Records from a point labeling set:
★ ★ ★
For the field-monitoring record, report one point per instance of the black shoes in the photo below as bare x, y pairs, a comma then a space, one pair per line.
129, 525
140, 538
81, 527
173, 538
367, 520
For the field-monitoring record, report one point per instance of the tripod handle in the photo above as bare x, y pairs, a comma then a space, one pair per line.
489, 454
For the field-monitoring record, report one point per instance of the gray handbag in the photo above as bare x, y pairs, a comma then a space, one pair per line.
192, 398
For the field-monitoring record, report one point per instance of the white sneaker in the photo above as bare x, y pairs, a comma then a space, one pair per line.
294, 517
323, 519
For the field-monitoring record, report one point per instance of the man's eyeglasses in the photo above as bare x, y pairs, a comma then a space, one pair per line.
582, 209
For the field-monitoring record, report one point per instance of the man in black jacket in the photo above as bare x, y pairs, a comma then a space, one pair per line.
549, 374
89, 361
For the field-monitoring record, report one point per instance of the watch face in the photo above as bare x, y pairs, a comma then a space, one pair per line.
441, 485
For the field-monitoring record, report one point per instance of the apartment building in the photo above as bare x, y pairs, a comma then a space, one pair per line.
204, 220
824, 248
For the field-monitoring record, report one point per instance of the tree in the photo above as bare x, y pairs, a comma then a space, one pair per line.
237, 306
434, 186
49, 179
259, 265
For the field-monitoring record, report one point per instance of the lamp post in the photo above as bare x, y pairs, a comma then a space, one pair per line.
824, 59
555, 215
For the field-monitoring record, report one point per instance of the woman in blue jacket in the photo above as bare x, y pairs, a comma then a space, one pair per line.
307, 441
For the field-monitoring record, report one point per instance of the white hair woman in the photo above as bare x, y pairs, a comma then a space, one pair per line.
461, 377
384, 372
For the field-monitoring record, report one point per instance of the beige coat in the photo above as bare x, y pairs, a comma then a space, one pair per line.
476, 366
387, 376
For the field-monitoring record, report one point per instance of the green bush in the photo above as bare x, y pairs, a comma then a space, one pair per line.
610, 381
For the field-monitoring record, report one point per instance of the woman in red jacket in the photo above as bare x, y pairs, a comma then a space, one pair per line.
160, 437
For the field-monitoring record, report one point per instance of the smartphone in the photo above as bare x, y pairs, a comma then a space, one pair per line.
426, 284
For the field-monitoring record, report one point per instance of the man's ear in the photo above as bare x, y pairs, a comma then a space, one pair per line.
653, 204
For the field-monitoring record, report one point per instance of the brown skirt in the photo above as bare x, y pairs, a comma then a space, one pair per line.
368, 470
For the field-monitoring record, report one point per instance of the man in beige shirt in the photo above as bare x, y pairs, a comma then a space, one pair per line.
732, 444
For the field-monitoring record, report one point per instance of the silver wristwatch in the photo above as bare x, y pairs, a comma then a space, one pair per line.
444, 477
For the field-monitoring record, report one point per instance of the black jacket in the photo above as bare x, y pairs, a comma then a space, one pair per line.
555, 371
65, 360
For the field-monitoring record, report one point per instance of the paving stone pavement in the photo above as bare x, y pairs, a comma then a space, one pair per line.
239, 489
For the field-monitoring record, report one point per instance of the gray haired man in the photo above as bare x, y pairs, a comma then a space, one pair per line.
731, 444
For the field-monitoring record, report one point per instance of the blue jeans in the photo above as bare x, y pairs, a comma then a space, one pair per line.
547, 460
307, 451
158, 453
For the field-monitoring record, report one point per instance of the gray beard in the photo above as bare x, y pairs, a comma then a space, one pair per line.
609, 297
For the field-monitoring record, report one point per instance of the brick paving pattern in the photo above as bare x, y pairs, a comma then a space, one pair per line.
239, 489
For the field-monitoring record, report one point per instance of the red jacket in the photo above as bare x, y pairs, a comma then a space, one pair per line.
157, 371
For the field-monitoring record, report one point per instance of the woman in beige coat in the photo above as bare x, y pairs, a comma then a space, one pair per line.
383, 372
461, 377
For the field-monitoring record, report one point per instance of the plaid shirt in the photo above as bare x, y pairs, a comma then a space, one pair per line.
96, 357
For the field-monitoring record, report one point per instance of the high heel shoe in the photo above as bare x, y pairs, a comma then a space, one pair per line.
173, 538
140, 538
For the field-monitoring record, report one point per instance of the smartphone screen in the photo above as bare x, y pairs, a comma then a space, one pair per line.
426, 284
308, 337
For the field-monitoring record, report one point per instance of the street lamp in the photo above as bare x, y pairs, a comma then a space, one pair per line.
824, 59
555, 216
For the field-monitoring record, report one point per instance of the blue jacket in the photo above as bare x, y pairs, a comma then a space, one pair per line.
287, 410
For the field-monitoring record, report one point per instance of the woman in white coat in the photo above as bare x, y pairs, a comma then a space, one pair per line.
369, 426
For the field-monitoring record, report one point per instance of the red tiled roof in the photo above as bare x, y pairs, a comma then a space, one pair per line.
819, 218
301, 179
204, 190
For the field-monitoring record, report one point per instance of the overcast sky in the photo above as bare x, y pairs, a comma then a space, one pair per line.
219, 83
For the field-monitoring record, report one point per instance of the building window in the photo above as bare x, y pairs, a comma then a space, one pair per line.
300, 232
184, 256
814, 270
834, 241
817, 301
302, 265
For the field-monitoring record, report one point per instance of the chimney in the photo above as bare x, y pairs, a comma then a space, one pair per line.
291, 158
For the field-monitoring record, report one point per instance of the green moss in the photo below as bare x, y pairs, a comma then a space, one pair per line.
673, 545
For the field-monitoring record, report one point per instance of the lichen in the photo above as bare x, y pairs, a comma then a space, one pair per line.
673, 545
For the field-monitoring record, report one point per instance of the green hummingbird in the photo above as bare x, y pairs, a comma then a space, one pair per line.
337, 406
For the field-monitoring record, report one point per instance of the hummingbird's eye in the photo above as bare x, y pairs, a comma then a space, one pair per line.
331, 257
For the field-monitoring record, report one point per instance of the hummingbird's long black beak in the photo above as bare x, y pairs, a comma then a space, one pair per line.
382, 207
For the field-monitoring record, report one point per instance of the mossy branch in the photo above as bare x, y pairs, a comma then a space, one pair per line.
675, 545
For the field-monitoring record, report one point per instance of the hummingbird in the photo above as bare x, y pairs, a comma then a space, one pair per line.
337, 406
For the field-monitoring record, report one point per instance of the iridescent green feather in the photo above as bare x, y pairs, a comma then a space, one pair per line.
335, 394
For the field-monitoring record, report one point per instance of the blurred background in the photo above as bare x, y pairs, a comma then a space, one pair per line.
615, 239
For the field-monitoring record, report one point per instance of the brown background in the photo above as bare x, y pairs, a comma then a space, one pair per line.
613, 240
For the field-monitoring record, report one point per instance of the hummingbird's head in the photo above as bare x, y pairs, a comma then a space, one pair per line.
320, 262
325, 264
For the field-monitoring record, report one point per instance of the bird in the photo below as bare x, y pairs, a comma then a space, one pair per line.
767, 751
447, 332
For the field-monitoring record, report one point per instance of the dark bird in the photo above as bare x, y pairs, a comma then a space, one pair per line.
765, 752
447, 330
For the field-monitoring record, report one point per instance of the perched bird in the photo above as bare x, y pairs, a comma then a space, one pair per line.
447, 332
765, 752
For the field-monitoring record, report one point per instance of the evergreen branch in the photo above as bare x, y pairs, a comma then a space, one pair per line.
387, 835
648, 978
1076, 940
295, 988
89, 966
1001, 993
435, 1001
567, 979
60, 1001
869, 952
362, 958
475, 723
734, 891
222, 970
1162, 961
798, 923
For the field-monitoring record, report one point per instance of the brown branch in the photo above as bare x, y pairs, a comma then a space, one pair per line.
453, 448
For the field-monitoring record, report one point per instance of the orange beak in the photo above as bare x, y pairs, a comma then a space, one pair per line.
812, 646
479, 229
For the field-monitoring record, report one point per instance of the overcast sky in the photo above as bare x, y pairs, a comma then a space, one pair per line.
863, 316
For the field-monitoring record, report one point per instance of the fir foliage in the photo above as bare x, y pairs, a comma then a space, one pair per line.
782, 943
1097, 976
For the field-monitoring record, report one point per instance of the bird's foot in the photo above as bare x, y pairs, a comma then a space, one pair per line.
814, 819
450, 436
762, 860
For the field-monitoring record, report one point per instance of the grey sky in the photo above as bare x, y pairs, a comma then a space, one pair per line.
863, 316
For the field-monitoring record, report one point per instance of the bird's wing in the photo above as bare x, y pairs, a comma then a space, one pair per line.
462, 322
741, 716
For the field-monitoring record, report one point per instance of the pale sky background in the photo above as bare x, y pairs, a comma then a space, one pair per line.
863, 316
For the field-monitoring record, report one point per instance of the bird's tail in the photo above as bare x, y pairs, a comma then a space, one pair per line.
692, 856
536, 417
★ ★ ★
§ **Do this**: Starting at the line that contains "of the orange" and running through the end of the material above, lay out every line as its own string in a JSON list, skipping any blank lines.

§ **The result**:
[
  "For the field-monitoring record, report one point per instance of the orange beak in the photo above as bare x, y pairs, a comma then a space, one pair per line.",
  "812, 646",
  "479, 229",
  "For the field-monitoring record, report one point per instance of the overcast sky in the photo above as bare x, y pairs, a comma then a space, one pair per line.",
  "863, 316",
  "For the field-monitoring record, report one point per instance of the fir foliage in the photo above as bare x, y pairs, a comma then a space, one pair per line.",
  "782, 943",
  "1097, 976",
  "For the field-monitoring record, report one point per instance of the bird's foot in the photo above as bare x, y pairs, a comma then a space, one pair per line.",
  "814, 819",
  "450, 436",
  "762, 860",
  "For the field-monitoring record, report one point per instance of the grey sky in the photo above as bare x, y pairs, a comma then a space, one pair per line.",
  "863, 316",
  "For the field-monitoring record, report one point per instance of the bird's wing in the photo above as bare x, y pairs, a comma then a space, one pair per line.",
  "462, 322",
  "741, 716",
  "For the field-monitoring record, report one point per instance of the pale sky background in the photo above as bare x, y pairs, a comma then a space, one pair per line.",
  "863, 316",
  "For the field-monitoring record, report one point per instance of the bird's tail in the photo above as bare x, y pairs, a comma then a space, one pair per line.",
  "692, 856",
  "536, 417"
]